Detection annotation records:
* * *
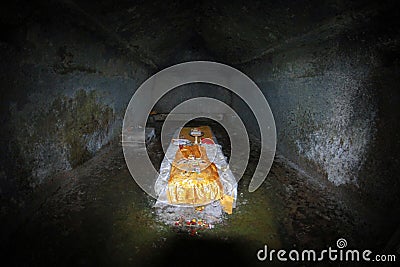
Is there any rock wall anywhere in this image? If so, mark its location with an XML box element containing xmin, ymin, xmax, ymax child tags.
<box><xmin>234</xmin><ymin>10</ymin><xmax>400</xmax><ymax>207</ymax></box>
<box><xmin>0</xmin><ymin>6</ymin><xmax>152</xmax><ymax>196</ymax></box>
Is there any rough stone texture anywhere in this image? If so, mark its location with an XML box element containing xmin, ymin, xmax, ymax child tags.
<box><xmin>0</xmin><ymin>0</ymin><xmax>400</xmax><ymax>256</ymax></box>
<box><xmin>234</xmin><ymin>5</ymin><xmax>400</xmax><ymax>208</ymax></box>
<box><xmin>0</xmin><ymin>0</ymin><xmax>150</xmax><ymax>196</ymax></box>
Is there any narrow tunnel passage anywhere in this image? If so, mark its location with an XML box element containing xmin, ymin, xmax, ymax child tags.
<box><xmin>0</xmin><ymin>0</ymin><xmax>400</xmax><ymax>266</ymax></box>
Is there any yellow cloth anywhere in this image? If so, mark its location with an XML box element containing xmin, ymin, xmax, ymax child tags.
<box><xmin>167</xmin><ymin>126</ymin><xmax>234</xmax><ymax>214</ymax></box>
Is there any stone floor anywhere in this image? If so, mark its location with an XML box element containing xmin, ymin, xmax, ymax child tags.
<box><xmin>2</xmin><ymin>126</ymin><xmax>396</xmax><ymax>266</ymax></box>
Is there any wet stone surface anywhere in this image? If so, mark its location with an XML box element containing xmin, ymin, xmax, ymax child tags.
<box><xmin>3</xmin><ymin>129</ymin><xmax>390</xmax><ymax>266</ymax></box>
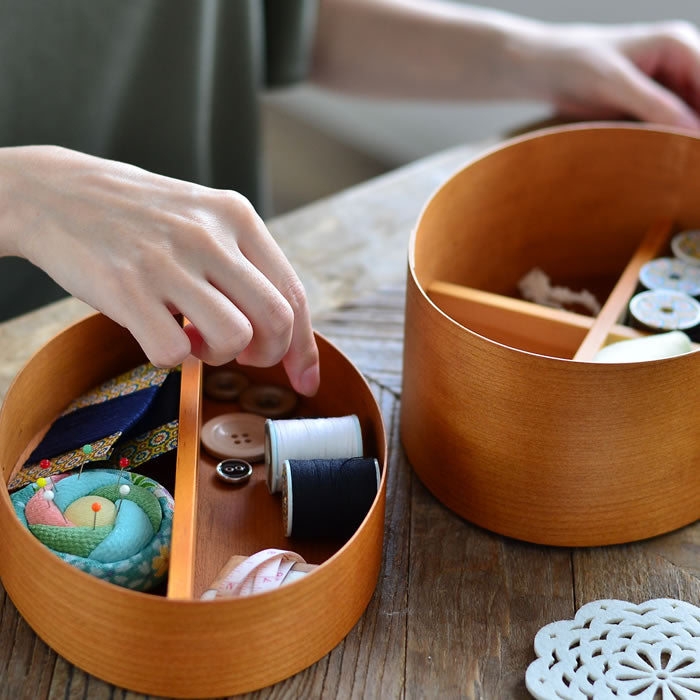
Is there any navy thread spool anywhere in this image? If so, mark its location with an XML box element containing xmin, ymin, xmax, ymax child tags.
<box><xmin>265</xmin><ymin>414</ymin><xmax>362</xmax><ymax>493</ymax></box>
<box><xmin>282</xmin><ymin>457</ymin><xmax>381</xmax><ymax>538</ymax></box>
<box><xmin>629</xmin><ymin>289</ymin><xmax>700</xmax><ymax>342</ymax></box>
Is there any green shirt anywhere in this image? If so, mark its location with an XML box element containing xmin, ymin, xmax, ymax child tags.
<box><xmin>0</xmin><ymin>0</ymin><xmax>316</xmax><ymax>320</ymax></box>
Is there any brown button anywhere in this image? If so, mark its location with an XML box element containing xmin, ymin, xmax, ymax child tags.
<box><xmin>201</xmin><ymin>413</ymin><xmax>265</xmax><ymax>462</ymax></box>
<box><xmin>204</xmin><ymin>369</ymin><xmax>250</xmax><ymax>401</ymax></box>
<box><xmin>240</xmin><ymin>384</ymin><xmax>297</xmax><ymax>418</ymax></box>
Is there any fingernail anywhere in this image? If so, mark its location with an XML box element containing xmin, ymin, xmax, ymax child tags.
<box><xmin>299</xmin><ymin>364</ymin><xmax>321</xmax><ymax>396</ymax></box>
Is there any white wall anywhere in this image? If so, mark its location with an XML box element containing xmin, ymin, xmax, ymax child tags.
<box><xmin>267</xmin><ymin>0</ymin><xmax>700</xmax><ymax>164</ymax></box>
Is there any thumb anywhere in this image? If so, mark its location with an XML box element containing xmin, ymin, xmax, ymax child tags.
<box><xmin>607</xmin><ymin>60</ymin><xmax>700</xmax><ymax>129</ymax></box>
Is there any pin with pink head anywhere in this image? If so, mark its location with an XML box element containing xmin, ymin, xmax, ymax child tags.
<box><xmin>78</xmin><ymin>443</ymin><xmax>93</xmax><ymax>479</ymax></box>
<box><xmin>117</xmin><ymin>457</ymin><xmax>131</xmax><ymax>483</ymax></box>
<box><xmin>90</xmin><ymin>502</ymin><xmax>102</xmax><ymax>530</ymax></box>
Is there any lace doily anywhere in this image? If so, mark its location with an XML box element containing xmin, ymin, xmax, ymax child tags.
<box><xmin>525</xmin><ymin>598</ymin><xmax>700</xmax><ymax>700</ymax></box>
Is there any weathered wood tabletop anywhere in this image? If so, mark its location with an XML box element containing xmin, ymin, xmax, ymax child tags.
<box><xmin>0</xmin><ymin>134</ymin><xmax>700</xmax><ymax>700</ymax></box>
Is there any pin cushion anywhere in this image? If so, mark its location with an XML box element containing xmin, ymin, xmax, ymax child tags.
<box><xmin>12</xmin><ymin>469</ymin><xmax>173</xmax><ymax>591</ymax></box>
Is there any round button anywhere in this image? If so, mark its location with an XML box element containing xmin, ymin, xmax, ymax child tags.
<box><xmin>204</xmin><ymin>369</ymin><xmax>250</xmax><ymax>401</ymax></box>
<box><xmin>240</xmin><ymin>384</ymin><xmax>297</xmax><ymax>418</ymax></box>
<box><xmin>216</xmin><ymin>459</ymin><xmax>253</xmax><ymax>486</ymax></box>
<box><xmin>201</xmin><ymin>413</ymin><xmax>265</xmax><ymax>462</ymax></box>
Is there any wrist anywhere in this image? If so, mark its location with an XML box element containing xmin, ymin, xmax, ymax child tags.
<box><xmin>0</xmin><ymin>146</ymin><xmax>65</xmax><ymax>262</ymax></box>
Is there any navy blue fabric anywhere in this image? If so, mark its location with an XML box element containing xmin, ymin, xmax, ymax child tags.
<box><xmin>120</xmin><ymin>372</ymin><xmax>182</xmax><ymax>440</ymax></box>
<box><xmin>26</xmin><ymin>382</ymin><xmax>159</xmax><ymax>464</ymax></box>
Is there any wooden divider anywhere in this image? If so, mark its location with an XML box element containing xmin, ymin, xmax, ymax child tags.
<box><xmin>426</xmin><ymin>220</ymin><xmax>684</xmax><ymax>362</ymax></box>
<box><xmin>427</xmin><ymin>282</ymin><xmax>644</xmax><ymax>359</ymax></box>
<box><xmin>168</xmin><ymin>355</ymin><xmax>202</xmax><ymax>599</ymax></box>
<box><xmin>574</xmin><ymin>220</ymin><xmax>673</xmax><ymax>362</ymax></box>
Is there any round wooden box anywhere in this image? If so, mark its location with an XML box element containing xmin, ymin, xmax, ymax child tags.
<box><xmin>0</xmin><ymin>315</ymin><xmax>386</xmax><ymax>697</ymax></box>
<box><xmin>401</xmin><ymin>124</ymin><xmax>700</xmax><ymax>546</ymax></box>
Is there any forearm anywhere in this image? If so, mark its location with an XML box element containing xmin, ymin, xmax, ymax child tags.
<box><xmin>0</xmin><ymin>148</ymin><xmax>38</xmax><ymax>257</ymax></box>
<box><xmin>312</xmin><ymin>0</ymin><xmax>540</xmax><ymax>100</ymax></box>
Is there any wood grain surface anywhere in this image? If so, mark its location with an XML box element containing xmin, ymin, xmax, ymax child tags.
<box><xmin>0</xmin><ymin>288</ymin><xmax>700</xmax><ymax>700</ymax></box>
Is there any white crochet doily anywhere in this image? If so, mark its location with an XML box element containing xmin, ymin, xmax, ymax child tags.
<box><xmin>525</xmin><ymin>598</ymin><xmax>700</xmax><ymax>700</ymax></box>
* * *
§ **WHAT THIS TASK INVOLVES**:
Count the lines of the data above that contain the string "wall", and reply with only that number.

§ **EXERCISE RESULT**:
2